Excerpted text —

· · · · ·

The soul particles that Shakti has caught are known as devas. They travel through a cycle of endless manifestation. Once the source has divided itself to become Shiva and Shakti, these two energies then come together to form what, from a human perspective, are the 'coarsest' type of things: planets, and all structures made of minerals, such as mountains, deserts, stone, sand; the sun and everything that contains fire, warmth, and light, lightning or magma; the atmosphere and all gaseous aspects of the universe; oceans, and all bodies of water including lakes, rivers, clouds, rain, snow and ice; and finally ether, the invisible world of ideas and formative impulses. Everything is loved and everything is sacred. Shiva and Shakti are everywhere, manifesting as different forms.
Having separated from Brahma, souls evolve as individuals in this ultimate play of energies. Yet even at the beginning there is an impulse and attempt to return to unity.
It is this endeavour by Shiva and Shakti to melt into each other and become one that brings into being the second phase of this cosmic dance. Shiva and Shakti come closer to one another and Shiva is no longer pure consciousness, but shows himself as emotions like longing, fear, sadness, happiness and desire. Shakti is no longer pure form, becoming a changing, striving and reproductive substance. Soul reaches the plant kingdom - the emotional kingdom.

· · · · ·

Listing —
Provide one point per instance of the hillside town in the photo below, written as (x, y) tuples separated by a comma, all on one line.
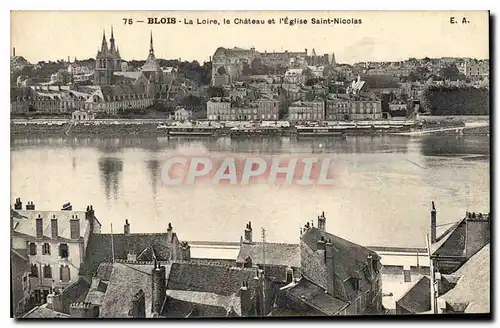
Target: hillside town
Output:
[(246, 85), (63, 266)]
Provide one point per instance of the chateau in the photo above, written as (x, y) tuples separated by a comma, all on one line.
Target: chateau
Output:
[(108, 61)]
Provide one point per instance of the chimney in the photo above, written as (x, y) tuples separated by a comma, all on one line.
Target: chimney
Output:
[(248, 262), (248, 233), (54, 302), (30, 206), (321, 247), (83, 310), (185, 251), (18, 205), (90, 215), (407, 273), (74, 227), (245, 300), (159, 288), (138, 305), (39, 227), (330, 270), (289, 275), (369, 264), (53, 226), (126, 228), (433, 223), (322, 222), (132, 256)]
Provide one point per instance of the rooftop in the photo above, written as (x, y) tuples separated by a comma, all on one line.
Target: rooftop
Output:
[(315, 296), (214, 279), (43, 312), (125, 281), (473, 286), (143, 245), (418, 297), (26, 225), (276, 254), (353, 258)]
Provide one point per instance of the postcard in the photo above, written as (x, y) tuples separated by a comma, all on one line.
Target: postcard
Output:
[(235, 164)]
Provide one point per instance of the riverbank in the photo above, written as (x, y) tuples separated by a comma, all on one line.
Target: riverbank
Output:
[(113, 128)]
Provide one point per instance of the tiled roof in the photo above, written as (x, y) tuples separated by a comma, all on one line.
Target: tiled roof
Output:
[(104, 271), (126, 280), (315, 297), (130, 74), (473, 287), (208, 278), (205, 299), (99, 248), (439, 246), (28, 226), (353, 256), (175, 308), (380, 81), (275, 254), (42, 312), (151, 65), (418, 297), (121, 90)]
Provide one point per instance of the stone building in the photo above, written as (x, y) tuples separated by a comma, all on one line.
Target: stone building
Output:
[(219, 109), (55, 243), (114, 99), (107, 62), (338, 277), (227, 64), (344, 107), (307, 111)]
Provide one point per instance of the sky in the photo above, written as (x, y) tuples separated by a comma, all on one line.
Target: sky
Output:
[(381, 36)]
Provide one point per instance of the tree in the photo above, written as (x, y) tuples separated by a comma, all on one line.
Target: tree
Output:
[(215, 91), (450, 72), (191, 102)]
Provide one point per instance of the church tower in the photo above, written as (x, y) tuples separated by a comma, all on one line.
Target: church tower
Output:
[(107, 62)]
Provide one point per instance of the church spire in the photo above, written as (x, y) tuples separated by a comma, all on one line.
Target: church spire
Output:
[(151, 49), (112, 42), (104, 44)]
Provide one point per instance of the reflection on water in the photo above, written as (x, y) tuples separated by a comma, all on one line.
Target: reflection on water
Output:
[(266, 145), (382, 195), (110, 169), (455, 145), (154, 173)]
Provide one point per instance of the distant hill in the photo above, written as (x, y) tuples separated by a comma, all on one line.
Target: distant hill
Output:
[(440, 100), (18, 62)]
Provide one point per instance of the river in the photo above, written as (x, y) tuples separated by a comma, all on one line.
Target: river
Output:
[(382, 195)]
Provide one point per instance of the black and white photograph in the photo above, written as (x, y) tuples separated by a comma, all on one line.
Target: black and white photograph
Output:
[(246, 164)]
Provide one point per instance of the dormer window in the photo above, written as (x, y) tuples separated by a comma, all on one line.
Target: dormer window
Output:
[(46, 249), (355, 283)]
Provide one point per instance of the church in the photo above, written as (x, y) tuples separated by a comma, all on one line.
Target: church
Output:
[(108, 61)]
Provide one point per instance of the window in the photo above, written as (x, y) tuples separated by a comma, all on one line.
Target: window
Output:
[(355, 284), (34, 271), (32, 249), (63, 251), (47, 272), (64, 273), (358, 305), (46, 249), (368, 299)]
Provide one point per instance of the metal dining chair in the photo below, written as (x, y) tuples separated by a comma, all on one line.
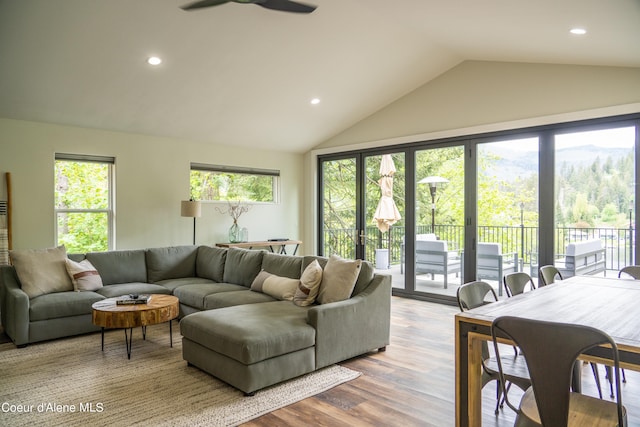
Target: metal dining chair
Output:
[(549, 401), (548, 274), (472, 295), (515, 283)]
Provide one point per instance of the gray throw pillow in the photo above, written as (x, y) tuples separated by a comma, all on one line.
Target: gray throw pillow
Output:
[(338, 279), (242, 266), (42, 271)]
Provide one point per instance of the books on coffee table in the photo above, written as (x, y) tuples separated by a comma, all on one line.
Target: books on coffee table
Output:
[(133, 299)]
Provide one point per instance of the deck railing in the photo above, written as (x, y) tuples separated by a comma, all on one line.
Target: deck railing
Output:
[(521, 239)]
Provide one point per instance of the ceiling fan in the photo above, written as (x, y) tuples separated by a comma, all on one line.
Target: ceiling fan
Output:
[(283, 5)]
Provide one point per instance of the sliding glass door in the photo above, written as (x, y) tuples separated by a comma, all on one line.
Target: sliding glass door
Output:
[(437, 214), (438, 240), (595, 199), (507, 209), (363, 207)]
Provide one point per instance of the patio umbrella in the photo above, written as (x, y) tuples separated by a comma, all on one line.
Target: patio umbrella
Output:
[(386, 213)]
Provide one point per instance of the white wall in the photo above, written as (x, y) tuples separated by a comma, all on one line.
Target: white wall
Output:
[(479, 96), (492, 95), (152, 177)]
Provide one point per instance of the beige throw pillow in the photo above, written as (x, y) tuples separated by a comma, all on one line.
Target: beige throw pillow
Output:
[(309, 283), (338, 279), (282, 288), (41, 271), (84, 275)]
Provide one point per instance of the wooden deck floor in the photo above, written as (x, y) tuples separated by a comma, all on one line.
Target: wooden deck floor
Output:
[(412, 383)]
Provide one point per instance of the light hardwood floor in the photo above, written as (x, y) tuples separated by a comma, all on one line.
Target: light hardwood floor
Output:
[(412, 383)]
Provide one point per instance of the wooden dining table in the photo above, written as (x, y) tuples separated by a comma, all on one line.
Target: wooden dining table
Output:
[(609, 304)]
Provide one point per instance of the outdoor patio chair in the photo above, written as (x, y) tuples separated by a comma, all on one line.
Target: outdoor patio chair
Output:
[(551, 350), (515, 283), (472, 295)]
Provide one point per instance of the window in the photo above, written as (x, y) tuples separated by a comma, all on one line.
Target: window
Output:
[(84, 202), (223, 183)]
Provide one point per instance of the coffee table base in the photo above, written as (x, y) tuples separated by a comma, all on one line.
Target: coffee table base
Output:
[(128, 337)]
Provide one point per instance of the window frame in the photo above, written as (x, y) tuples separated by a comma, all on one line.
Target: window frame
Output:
[(110, 210), (275, 184)]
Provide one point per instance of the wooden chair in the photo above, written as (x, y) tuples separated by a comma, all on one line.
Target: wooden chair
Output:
[(630, 270), (549, 401), (472, 295), (515, 283), (548, 274)]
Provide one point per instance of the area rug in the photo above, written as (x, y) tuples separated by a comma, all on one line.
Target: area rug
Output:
[(71, 381)]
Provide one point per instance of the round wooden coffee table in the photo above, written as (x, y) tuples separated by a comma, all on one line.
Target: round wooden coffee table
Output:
[(108, 314)]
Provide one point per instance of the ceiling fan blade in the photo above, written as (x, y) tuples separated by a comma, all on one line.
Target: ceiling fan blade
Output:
[(203, 3), (286, 6)]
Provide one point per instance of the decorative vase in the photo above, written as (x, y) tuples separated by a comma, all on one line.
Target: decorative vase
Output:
[(235, 234)]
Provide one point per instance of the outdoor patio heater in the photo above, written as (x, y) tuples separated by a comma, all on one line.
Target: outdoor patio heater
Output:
[(434, 182)]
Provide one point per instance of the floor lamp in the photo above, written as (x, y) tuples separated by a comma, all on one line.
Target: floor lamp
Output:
[(192, 209)]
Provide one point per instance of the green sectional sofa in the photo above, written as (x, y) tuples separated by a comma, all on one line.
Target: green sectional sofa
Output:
[(236, 325)]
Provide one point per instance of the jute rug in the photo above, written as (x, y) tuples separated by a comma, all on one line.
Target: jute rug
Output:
[(72, 382)]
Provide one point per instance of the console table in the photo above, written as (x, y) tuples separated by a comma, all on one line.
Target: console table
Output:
[(264, 244)]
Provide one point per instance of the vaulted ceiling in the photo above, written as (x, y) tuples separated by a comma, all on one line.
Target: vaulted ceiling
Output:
[(244, 75)]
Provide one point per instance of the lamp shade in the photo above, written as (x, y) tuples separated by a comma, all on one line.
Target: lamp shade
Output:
[(190, 208)]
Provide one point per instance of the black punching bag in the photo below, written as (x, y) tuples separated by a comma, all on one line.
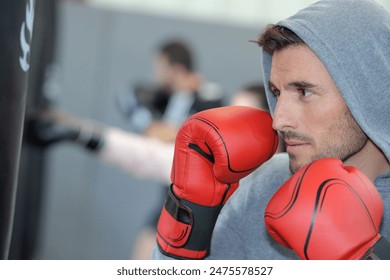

· · · · ·

Given request 1 —
Answer these from the passage on Shiva and Shakti:
(a) What are the soul particles that Shakti has caught called?
(b) What do souls separate from before they evolve as individuals?
(c) Which kingdom does soul reach in the second phase of the cosmic dance?
Given request 2 — Return everything from "It is this endeavour" down to "the emotional kingdom." in the passage on Shiva and Shakti, word for word.

Task response 1 —
(a) Devas.
(b) Brahma.
(c) The plant kingdom, the emotional kingdom.

Task response 2 —
It is this endeavour by Shiva and Shakti to melt into each other and become one that brings into being the second phase of this cosmic dance. Shiva and Shakti come closer to one another and Shiva is no longer pure consciousness, but shows himself as emotions like longing, fear, sadness, happiness and desire. Shakti is no longer pure form, becoming a changing, striving and reproductive substance. Soul reaches the plant kingdom - the emotional kingdom.